→ **Problem to work on**
Show all lines of the listing that hold the word "below".

→ **Extracted data**

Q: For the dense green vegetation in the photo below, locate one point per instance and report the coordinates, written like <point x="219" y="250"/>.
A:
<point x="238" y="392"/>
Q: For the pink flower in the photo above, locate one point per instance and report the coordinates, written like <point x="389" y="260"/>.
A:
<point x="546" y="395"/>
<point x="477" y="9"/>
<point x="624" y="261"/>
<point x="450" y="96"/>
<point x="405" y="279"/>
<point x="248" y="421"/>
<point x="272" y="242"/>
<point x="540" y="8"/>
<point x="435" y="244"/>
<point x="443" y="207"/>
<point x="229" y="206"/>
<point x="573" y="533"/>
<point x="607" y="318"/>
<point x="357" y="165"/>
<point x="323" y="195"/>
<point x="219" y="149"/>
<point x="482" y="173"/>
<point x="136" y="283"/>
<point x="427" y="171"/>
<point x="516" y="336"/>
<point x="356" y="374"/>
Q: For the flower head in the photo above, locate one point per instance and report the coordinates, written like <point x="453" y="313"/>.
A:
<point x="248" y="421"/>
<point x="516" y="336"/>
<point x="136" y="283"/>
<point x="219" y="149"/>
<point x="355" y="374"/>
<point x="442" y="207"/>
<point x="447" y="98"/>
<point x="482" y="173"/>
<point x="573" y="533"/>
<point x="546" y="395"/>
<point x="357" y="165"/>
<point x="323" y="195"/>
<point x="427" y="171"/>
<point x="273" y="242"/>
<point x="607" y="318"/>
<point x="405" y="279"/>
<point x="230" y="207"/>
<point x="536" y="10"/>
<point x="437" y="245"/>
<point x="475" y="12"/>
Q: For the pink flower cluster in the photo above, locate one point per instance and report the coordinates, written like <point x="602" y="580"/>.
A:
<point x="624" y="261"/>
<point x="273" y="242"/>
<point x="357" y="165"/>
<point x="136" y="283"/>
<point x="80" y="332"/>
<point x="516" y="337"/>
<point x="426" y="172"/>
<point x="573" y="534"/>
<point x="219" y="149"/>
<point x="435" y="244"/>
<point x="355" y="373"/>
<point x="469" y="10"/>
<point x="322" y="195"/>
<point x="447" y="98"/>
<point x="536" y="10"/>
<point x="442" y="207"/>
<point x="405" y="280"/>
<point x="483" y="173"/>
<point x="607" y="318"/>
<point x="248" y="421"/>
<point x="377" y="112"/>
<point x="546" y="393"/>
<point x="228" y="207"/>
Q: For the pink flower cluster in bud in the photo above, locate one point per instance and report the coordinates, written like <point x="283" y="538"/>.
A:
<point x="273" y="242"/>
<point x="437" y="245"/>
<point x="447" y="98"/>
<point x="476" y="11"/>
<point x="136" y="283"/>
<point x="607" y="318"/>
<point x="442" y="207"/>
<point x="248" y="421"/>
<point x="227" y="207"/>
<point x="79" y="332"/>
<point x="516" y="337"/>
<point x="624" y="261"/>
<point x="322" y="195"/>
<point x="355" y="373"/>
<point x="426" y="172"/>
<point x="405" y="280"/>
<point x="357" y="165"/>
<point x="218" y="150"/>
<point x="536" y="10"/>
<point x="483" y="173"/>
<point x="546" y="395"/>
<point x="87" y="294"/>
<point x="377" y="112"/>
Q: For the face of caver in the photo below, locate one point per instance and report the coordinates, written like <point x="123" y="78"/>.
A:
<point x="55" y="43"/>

→ **Task response**
Q: For the dense green vegetation in the photo below, locate one point per instance and report the coordinates, written like <point x="219" y="250"/>.
Q: For the face of caver in the photo below, locate one point per instance and report the coordinates, written like <point x="123" y="78"/>.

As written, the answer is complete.